Saved data entries
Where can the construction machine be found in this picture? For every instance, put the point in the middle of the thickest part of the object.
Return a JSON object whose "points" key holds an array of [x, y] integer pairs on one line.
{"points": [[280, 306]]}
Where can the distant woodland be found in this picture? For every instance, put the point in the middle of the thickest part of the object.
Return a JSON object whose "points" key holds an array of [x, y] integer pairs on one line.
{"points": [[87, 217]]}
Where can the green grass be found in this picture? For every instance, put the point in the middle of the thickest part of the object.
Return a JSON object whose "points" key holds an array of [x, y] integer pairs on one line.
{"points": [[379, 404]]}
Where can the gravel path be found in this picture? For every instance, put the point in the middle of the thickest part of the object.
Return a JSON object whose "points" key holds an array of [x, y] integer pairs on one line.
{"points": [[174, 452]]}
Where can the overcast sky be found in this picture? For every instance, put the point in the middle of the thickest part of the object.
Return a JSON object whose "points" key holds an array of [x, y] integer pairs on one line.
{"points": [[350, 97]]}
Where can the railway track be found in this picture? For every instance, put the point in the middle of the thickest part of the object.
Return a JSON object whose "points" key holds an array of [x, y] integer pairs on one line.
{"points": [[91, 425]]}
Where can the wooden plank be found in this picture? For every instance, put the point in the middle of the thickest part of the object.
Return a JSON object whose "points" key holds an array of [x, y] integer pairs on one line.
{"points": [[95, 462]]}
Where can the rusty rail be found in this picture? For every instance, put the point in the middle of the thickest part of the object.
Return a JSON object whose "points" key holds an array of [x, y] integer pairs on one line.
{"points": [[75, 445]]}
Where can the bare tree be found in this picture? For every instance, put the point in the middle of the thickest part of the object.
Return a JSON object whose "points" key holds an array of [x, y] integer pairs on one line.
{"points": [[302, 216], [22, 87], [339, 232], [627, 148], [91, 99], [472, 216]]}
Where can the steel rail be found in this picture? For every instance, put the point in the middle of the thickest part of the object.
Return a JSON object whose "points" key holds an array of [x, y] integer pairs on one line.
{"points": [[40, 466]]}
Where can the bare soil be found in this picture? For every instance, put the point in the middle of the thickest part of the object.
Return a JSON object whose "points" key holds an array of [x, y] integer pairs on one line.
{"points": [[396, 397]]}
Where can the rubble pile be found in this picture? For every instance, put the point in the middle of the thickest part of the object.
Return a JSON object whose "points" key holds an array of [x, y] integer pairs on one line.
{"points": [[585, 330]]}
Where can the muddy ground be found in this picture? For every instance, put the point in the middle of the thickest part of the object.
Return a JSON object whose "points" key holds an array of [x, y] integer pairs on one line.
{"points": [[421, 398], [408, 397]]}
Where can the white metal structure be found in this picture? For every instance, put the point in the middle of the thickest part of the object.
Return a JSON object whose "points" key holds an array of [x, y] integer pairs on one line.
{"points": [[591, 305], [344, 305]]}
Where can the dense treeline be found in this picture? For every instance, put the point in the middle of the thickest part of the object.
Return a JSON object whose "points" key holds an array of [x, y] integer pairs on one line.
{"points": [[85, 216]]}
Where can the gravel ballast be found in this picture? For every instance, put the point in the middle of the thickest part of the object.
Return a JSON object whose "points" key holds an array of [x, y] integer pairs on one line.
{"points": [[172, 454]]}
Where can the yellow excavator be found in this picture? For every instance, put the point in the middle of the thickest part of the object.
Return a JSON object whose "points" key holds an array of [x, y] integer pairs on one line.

> **Set problem**: Edit the entries above by replacing "in this picture" with "in this image" wherever it occurs, and leave everything else unchanged.

> **Response**:
Where can the construction machine be found in this image? For every instance, put the point in the middle of the thickest part of the object.
Return a JSON object whose "points" key holds an array of [x, y] integer pairs on one line.
{"points": [[280, 306]]}
Where can the distant woodland be found in this image? For every instance, put the point in the middle of the thickest part of the object.
Return a JSON object whose "points" key holds an array of [x, y] integer pairs on one line.
{"points": [[87, 217]]}
Where can the green grass be found in this image? For every instance, put the point in the middle of the thickest part of the object.
Return a JSON object whose "points" key holds an array of [x, y] integer pairs on one line.
{"points": [[379, 404]]}
Where can the gravel path be found in this image? For every instance, put the point in the middle of the thickest part of the object.
Return a JSON object whose "points" key holds an array of [x, y] integer pairs on one line.
{"points": [[174, 452]]}
Where can the overcast sky be found in this image? For every instance, put the point in the middle of the thickest part of the object.
Return a JSON object whose "points" key holds an array of [x, y] integer pairs on one line.
{"points": [[350, 97]]}
Where can the railway track be found in this image? For every instance, put the point in the middle of the thickest part of the object.
Return a JSON object whose "points" key holds an array of [x, y] integer pairs on one line.
{"points": [[91, 425]]}
Where can the wooden plank be found in this image? For every instance, put the point in the middle of the thickest part of the object.
Return a JSON object whose "points" key holds an array of [x, y] integer pairs on one line.
{"points": [[95, 462]]}
Where can the rusty rail be found in this image? For every instance, put the point in the middle of the thickest part of the object.
Return a JSON object whose "points" key holds an array of [x, y] integer pairs on one line.
{"points": [[75, 445]]}
Where can the bare tree be found in this image? For every instance, put the point in the middle of the thickest part of the object.
Return a JSON object whose "points" key holds an array of [x, y] integer pairs on one line.
{"points": [[302, 216], [22, 87], [339, 232], [627, 148], [91, 99], [472, 216]]}
Where can the steel rail be found in this image? For every instance, put the point in the middle of the thickest part of the object.
Return a JSON object whose "points" key holds an array of [x, y] integer pairs on one line.
{"points": [[40, 466]]}
Where can the bare soil be found in this image? For every instance, put the point in the middle of the thickest part of the object.
Return a JSON object whose "points" key holds an array of [x, y] integer pairs on one line.
{"points": [[396, 397]]}
Where can the rubble pile be found in this image? For every instance, put the point in the middle of the thickest part of the object.
Return a JSON object whose "points" key holds an array of [x, y] integer pairs on one line.
{"points": [[585, 330]]}
Where can the muddy ground be found in this image? For every instance, put the point in the middle of the thickest part of the object.
Return a JSON object whose "points" key holds an array of [x, y] integer pairs on one line.
{"points": [[421, 398], [408, 397]]}
Where can the white metal structure be found in this image? For every instance, put the point in the middle of the thickest part of the object.
Return a JSON object whose "points" key holds an array of [x, y] integer pairs on one line.
{"points": [[591, 305], [344, 305]]}
Where can the dense treeline be found in this image? For every instance, put the point in the middle of the thickest part of the object.
Return a JSON object whose "points" key holds an array of [x, y] integer pairs on one line.
{"points": [[85, 216]]}
Where can the gravel ballast be found in this image? For every instance, put the point in the middle of the thickest part of the object.
Return a JSON object whose "points" key holds an array of [x, y] integer pairs on one line.
{"points": [[172, 454]]}
Where can the yellow excavator be found in this image? For every instance, put the point in the middle of the thickest part of the object.
Return a JSON object whose "points" key holds an array of [x, y] integer pairs on one line.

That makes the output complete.